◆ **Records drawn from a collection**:
★ ★ ★ ★ ★
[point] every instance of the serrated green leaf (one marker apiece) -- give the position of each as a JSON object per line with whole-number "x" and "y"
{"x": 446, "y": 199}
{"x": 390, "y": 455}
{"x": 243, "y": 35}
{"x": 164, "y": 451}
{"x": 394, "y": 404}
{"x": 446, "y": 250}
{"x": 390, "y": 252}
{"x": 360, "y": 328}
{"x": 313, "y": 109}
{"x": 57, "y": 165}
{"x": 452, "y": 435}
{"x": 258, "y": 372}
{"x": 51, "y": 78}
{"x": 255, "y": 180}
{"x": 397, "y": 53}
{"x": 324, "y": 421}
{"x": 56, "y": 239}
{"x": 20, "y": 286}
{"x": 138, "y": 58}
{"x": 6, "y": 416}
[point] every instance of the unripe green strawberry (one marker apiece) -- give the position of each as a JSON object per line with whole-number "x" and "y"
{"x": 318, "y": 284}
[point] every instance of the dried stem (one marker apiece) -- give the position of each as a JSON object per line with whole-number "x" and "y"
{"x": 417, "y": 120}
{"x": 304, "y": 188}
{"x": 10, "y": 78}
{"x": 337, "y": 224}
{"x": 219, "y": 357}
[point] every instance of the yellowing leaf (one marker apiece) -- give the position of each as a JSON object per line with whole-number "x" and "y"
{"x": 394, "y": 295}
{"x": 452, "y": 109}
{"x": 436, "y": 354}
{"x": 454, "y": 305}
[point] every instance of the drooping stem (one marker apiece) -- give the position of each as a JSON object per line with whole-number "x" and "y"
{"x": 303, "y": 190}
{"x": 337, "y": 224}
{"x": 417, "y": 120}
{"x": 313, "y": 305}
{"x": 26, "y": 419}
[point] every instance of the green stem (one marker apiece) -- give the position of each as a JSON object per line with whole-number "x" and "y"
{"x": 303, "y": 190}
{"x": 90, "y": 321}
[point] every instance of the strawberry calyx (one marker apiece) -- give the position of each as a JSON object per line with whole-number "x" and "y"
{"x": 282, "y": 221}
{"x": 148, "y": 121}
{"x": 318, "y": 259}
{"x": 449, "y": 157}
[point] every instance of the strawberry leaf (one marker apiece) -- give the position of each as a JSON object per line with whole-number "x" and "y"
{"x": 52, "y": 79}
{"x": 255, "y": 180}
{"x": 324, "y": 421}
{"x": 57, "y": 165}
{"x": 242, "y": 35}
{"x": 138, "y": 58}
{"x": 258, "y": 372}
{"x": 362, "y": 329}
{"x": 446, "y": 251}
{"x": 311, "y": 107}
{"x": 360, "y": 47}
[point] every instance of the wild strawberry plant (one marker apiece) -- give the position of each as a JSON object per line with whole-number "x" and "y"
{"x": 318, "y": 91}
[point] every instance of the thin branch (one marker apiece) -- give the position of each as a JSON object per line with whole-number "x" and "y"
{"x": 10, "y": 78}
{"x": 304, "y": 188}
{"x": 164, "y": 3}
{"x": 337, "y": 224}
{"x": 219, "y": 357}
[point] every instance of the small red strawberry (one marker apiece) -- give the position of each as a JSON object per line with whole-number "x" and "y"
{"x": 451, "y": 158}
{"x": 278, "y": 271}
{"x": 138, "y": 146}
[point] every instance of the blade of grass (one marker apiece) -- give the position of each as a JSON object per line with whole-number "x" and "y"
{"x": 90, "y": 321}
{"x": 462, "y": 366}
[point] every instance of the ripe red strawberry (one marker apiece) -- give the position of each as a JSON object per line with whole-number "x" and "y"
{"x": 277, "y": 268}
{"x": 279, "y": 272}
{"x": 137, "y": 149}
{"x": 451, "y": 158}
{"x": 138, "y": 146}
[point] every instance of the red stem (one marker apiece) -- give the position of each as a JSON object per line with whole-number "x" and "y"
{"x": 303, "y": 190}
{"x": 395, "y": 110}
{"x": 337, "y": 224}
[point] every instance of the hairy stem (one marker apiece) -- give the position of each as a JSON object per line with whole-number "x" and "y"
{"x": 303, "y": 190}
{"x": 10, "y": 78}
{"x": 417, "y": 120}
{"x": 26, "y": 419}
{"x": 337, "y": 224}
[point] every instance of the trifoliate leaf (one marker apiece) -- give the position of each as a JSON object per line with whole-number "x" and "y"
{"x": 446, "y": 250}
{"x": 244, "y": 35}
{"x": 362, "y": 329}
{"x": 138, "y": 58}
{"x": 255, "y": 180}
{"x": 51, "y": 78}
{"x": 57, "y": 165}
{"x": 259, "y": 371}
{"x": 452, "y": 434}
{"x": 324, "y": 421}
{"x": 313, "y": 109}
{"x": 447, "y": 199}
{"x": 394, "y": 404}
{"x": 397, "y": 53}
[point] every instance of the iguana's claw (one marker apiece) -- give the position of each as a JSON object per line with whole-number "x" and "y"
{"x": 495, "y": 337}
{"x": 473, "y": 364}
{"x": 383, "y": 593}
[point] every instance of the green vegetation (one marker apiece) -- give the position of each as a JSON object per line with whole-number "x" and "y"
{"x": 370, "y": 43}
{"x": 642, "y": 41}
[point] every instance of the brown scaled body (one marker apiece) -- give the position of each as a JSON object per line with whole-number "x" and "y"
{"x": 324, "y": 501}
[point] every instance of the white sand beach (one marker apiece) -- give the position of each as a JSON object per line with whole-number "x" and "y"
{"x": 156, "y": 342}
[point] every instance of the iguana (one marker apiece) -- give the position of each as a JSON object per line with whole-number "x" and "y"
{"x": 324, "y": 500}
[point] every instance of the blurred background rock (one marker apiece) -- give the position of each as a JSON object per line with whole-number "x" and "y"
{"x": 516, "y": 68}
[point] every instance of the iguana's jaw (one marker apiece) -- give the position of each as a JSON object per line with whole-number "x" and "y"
★ ★ ★ ★ ★
◆ **Aim of the exercise**: Render every line of the records above as a numbered list, omitting any blank lines.

◆ **Finished exercise**:
1. [point] every instance of the serrated green leaf (one marker apiece) -- give the position of each as a JSON object per line with whole-number "x" and "y"
2. {"x": 446, "y": 199}
3. {"x": 390, "y": 455}
4. {"x": 243, "y": 35}
5. {"x": 164, "y": 451}
6. {"x": 394, "y": 404}
7. {"x": 446, "y": 250}
8. {"x": 390, "y": 252}
9. {"x": 360, "y": 328}
10. {"x": 313, "y": 109}
11. {"x": 57, "y": 165}
12. {"x": 452, "y": 435}
13. {"x": 258, "y": 372}
14. {"x": 51, "y": 78}
15. {"x": 255, "y": 180}
16. {"x": 397, "y": 53}
17. {"x": 324, "y": 421}
18. {"x": 56, "y": 239}
19. {"x": 20, "y": 286}
20. {"x": 138, "y": 58}
21. {"x": 6, "y": 416}
22. [point] every instance of the unripe green strawberry (one marker apiece) -- give the position of each as a JSON object per line with whole-number "x" and "y"
23. {"x": 318, "y": 284}
24. [point] every instance of the dried stem (one marker apiece) -- give the position of each as a JSON object per line with whole-number "x" and "y"
25. {"x": 417, "y": 120}
26. {"x": 304, "y": 188}
27. {"x": 10, "y": 78}
28. {"x": 337, "y": 224}
29. {"x": 219, "y": 357}
30. [point] every instance of the yellowing leaf (one marker apiece) -- give the position of each as a JSON object per line with whole-number "x" and "y"
31. {"x": 394, "y": 295}
32. {"x": 452, "y": 109}
33. {"x": 436, "y": 354}
34. {"x": 454, "y": 305}
35. [point] every instance of the drooping stem (one marker apiece) -- give the position of each as a JSON object per line with whole-number "x" and "y"
36. {"x": 303, "y": 190}
37. {"x": 337, "y": 224}
38. {"x": 417, "y": 120}
39. {"x": 313, "y": 305}
40. {"x": 26, "y": 419}
41. [point] every instance of the green stem (one marker apiece) -- give the position of each as a JSON object per line with whole-number "x" and "y"
42. {"x": 303, "y": 190}
43. {"x": 90, "y": 321}
44. [point] every instance of the strawberry calyx (one marker apiece) -- give the position of each as a JSON object per line with whole-number "x" and "y"
45. {"x": 282, "y": 221}
46. {"x": 148, "y": 121}
47. {"x": 318, "y": 259}
48. {"x": 449, "y": 157}
49. [point] every instance of the strawberry leaf (one marker apiece) -- give the position of each as a JSON object per line with whole-number "x" and "y"
50. {"x": 52, "y": 79}
51. {"x": 255, "y": 180}
52. {"x": 324, "y": 421}
53. {"x": 57, "y": 165}
54. {"x": 242, "y": 35}
55. {"x": 138, "y": 58}
56. {"x": 258, "y": 372}
57. {"x": 362, "y": 329}
58. {"x": 446, "y": 251}
59. {"x": 311, "y": 107}
60. {"x": 360, "y": 47}
61. [point] every instance of the wild strawberry plant (one marker apiece) -- give the position of each as a JSON object per line with whole-number "x" and "y"
62. {"x": 318, "y": 91}
63. [point] every instance of the thin branch (one marker apiece) -- give the position of each as a JSON object per line with whole-number "x" and "y"
64. {"x": 10, "y": 78}
65. {"x": 304, "y": 188}
66. {"x": 164, "y": 3}
67. {"x": 337, "y": 224}
68. {"x": 219, "y": 357}
69. [point] every instance of the small red strawberry (one marker apiece) -- give the position of each as a JSON object per line with whole-number "x" and "y"
70. {"x": 451, "y": 158}
71. {"x": 278, "y": 271}
72. {"x": 138, "y": 146}
73. [point] every instance of the blade of grass (one marker apiece) -- give the position of each as a JSON object per line with whole-number "x" and "y"
74. {"x": 90, "y": 321}
75. {"x": 462, "y": 366}
76. [point] every instance of the ripe red strawberry (one marker apiece) -- give the position of each as a JSON object per line with whole-number "x" and "y"
77. {"x": 277, "y": 268}
78. {"x": 279, "y": 272}
79. {"x": 137, "y": 149}
80. {"x": 451, "y": 158}
81. {"x": 138, "y": 146}
82. [point] every instance of the red stem (one marker apiece) -- give the position of each as a JSON object per line with whole-number "x" and "y"
83. {"x": 303, "y": 190}
84. {"x": 395, "y": 110}
85. {"x": 337, "y": 224}
86. [point] every instance of the hairy stem (one marker apiece) -- give the position of each as a JSON object per line with whole-number "x" and "y"
87. {"x": 303, "y": 190}
88. {"x": 10, "y": 78}
89. {"x": 417, "y": 120}
90. {"x": 26, "y": 419}
91. {"x": 337, "y": 224}
92. [point] every instance of the trifoliate leaf (one marker apiece) -- give the position of each as a JSON object per line with whole-number "x" and "y"
93. {"x": 446, "y": 250}
94. {"x": 244, "y": 35}
95. {"x": 362, "y": 329}
96. {"x": 138, "y": 58}
97. {"x": 255, "y": 180}
98. {"x": 51, "y": 78}
99. {"x": 57, "y": 165}
100. {"x": 259, "y": 371}
101. {"x": 452, "y": 434}
102. {"x": 324, "y": 421}
103. {"x": 313, "y": 109}
104. {"x": 447, "y": 199}
105. {"x": 394, "y": 404}
106. {"x": 397, "y": 53}
107. [point] every instance of the iguana's claw (one marker apiece) -- give the position of each as a JSON object per line with whole-number "x" and "y"
108. {"x": 495, "y": 337}
109. {"x": 473, "y": 364}
110. {"x": 383, "y": 593}
111. [point] every instance of the green vegetation (one marker apiece) -- give the position of each as a JSON object per line with whole-number "x" and "y"
112. {"x": 370, "y": 43}
113. {"x": 642, "y": 41}
114. [point] every instance of the brown scaled body (one marker apiece) -- give the position of each as a JSON object per line with whole-number "x" and "y"
115. {"x": 324, "y": 501}
116. [point] every instance of the white sand beach (one marker apiece) -- give the position of each as a JSON object per line with whole-number "x" and "y"
117. {"x": 156, "y": 342}
118. [point] every instance of the iguana (one marker apiece) -- give the position of each as a JSON object per line with whole-number "x" and "y"
119. {"x": 324, "y": 500}
120. [point] every instance of the blurred background rock (one marker apiece) -- give the position of each as a JSON object per line with whole-number "x" and "y"
121. {"x": 516, "y": 68}
122. [point] every instance of the iguana's jaw (one marker apiece) -- give the position of each as a JSON object per line with whole-number "x" and "y"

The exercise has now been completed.